■ TO BE DONE ■
Copy the rows from the line containing "Each instance of the protest" through the end of the rows, keeping every line and adjusting each x and y coordinate in the answers by -57.

--- start of DATASET CONTENT ---

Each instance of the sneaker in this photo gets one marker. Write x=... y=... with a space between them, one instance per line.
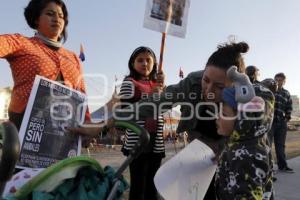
x=286 y=169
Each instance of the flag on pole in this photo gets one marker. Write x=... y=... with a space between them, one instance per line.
x=81 y=55
x=181 y=73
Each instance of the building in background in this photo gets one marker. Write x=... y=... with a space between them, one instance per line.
x=296 y=105
x=5 y=95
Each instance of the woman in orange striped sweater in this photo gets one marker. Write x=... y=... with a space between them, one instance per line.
x=41 y=54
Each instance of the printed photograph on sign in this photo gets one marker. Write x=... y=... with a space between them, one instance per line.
x=169 y=10
x=44 y=140
x=167 y=16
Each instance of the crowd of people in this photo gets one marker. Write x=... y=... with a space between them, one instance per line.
x=242 y=146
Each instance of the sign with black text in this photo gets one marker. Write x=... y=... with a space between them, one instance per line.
x=51 y=108
x=167 y=16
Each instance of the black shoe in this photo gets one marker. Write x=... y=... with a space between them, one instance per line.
x=286 y=169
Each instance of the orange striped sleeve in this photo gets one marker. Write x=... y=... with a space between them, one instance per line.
x=9 y=44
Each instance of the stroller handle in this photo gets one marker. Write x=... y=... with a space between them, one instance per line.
x=10 y=152
x=144 y=136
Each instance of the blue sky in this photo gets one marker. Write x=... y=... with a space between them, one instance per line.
x=110 y=30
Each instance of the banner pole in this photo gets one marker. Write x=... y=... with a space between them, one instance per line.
x=162 y=49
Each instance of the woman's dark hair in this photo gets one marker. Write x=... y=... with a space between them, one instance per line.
x=229 y=54
x=34 y=9
x=132 y=72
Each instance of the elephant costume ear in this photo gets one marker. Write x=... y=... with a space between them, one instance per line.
x=244 y=90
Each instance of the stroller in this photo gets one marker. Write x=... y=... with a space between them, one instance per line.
x=83 y=177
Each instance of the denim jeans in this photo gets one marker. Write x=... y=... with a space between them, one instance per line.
x=279 y=129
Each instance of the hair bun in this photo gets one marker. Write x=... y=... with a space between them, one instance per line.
x=241 y=47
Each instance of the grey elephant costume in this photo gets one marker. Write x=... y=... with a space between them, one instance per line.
x=245 y=167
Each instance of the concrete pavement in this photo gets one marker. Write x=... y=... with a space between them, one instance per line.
x=287 y=186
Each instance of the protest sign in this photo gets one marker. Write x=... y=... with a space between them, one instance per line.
x=51 y=108
x=167 y=16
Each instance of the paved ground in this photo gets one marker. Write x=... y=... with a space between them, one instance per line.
x=287 y=186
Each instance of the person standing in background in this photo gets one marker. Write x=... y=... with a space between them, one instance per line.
x=282 y=114
x=252 y=73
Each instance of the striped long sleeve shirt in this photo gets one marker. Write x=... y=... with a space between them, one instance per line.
x=130 y=92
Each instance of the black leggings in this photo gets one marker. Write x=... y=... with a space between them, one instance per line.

--- end of DATASET CONTENT ---

■ WORKED ANSWER ■
Each instance of the protest sign in this photo gets one marker. Write x=... y=... with a space between them, one instance per line.
x=-6 y=51
x=110 y=-41
Each instance of the paved ground in this photo gets one marker. Write x=... y=... with a space between them, one instance per line.
x=230 y=129
Each instance of the person standing in background in this photo gets one marker. Write x=... y=... with a space between them, one instance per line.
x=225 y=57
x=195 y=16
Each instance of the striped long sleeve shirt in this photo gets one marker. Write x=... y=... with a space between them, one instance per line.
x=73 y=35
Each instance of the black leggings in this photo gets one marker. Write x=... y=... with a space between them, one instance per line.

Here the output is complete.